Reproduce every entry that follows word for word, but omit the images.

# Information given
** Start **

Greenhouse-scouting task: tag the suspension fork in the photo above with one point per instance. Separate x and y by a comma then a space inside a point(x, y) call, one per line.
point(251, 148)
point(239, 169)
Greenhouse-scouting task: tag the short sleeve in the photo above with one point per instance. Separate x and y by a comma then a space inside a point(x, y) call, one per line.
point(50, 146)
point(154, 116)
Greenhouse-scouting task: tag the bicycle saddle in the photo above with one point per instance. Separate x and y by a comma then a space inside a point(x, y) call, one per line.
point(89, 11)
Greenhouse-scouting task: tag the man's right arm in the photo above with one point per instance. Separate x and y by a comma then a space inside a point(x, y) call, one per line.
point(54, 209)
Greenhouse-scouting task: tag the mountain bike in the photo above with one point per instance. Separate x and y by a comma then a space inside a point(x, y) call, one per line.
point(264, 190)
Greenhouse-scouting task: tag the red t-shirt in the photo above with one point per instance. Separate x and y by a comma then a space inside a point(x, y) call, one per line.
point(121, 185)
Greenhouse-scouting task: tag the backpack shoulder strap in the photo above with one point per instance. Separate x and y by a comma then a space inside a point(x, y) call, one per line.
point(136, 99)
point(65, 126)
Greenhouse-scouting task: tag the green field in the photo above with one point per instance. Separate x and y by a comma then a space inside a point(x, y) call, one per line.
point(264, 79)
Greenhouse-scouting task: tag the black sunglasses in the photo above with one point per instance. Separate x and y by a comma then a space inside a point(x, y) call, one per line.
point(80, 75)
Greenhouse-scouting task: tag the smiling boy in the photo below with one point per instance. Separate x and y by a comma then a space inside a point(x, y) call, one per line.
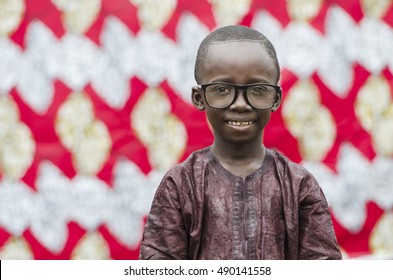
point(237, 199)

** End **

# In response
Greenhouse-scouting task: tag the suspension fork in the photo above with one point per instance. Separate x and y by a comma then a space inside a point(x, y) call, one per line.
point(251, 148)
point(239, 169)
Greenhouse-scouting task: tag the short sleeve in the photo above with one point per instance. Separate x and y by a comma then a space inside a point(x, y) call, one per line.
point(50, 146)
point(154, 116)
Greenhouse-scouting task: tag the bicycle saddle in the photo above with one point per instance. Separate x and y by a comma then a space inside a point(x, y) call, one per line.
point(89, 11)
Greenhouse-scouting task: tag the man's right arm in the photo above with one point per instance. Separate x and y by a comma then a space inside a point(x, y) call, one per line.
point(54, 209)
Greenhouse-scouting task: tag the mountain bike in the photo above with one point per instance. Separate x and y by a comma then a space inside a point(x, y) call, one per line.
point(264, 190)
Greenhouse-scouting task: tag the red t-shirt in the photo above with one point per instance. Separate x and y by a comma then a space inside a point(x, y) call, one per line.
point(121, 185)
Greenhouse-scouting task: tag the backpack shoulder strap in the photo above with one point per instance. Separate x and y by a comma then a space inside a point(x, y) call, one per line.
point(136, 99)
point(65, 126)
Greenhouse-scouting task: tag the green field in the photo above with one point per instance. Separate x and y by a comma then a space inside a point(x, y) call, one per line.
point(264, 79)
Greenhouse-scouting task: tag the black sunglasses in the photo above with one point per instance. Separate x and y by a comma then a space inside a point(x, y) call, one per line.
point(80, 75)
Greenhouse-scouting task: tag the smiling boy in the photo below with one point per instance. Separate x and y by a comma then a space inside a point(x, y) call, one per line.
point(237, 199)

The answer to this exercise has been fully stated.